ABOUT THIS EXERCISE | Please transcribe each of the records exactly as given.

+--

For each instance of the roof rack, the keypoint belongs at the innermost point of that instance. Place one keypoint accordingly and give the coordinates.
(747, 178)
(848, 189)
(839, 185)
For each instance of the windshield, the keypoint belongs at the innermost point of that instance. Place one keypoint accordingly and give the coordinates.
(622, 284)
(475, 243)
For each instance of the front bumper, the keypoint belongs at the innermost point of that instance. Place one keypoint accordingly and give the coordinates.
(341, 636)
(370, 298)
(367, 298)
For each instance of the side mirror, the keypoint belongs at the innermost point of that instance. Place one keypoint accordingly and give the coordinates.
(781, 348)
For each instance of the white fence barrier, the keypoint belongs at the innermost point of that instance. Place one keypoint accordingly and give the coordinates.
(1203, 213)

+--

RESULT FOR THIS EXERCISE |
For each instance of the roof rack, the keypoint belongs at the innermost point of that instance. Place one keypoint accordingly and give the coordinates.
(747, 178)
(848, 189)
(839, 185)
For each instance of the windshield, the keypoint belongs at the innermost point of that instance. Place one keypoint accordingly and give the coordinates.
(622, 284)
(475, 243)
For each instance of the front bumper, the keypoint belongs at the innermost point of that instance. Place one keypoint accordingly and give the coordinates.
(341, 636)
(370, 298)
(367, 298)
For each instance of the side mirror, the keypoint belongs at the innermost point of that instance. Place one keypoint accordingly and give the coordinates.
(781, 348)
For each instance of the white fence barrier, the keypoint belongs at the innermost point of that instance. Place one keypoint accordingly and give the coordinates.
(1203, 213)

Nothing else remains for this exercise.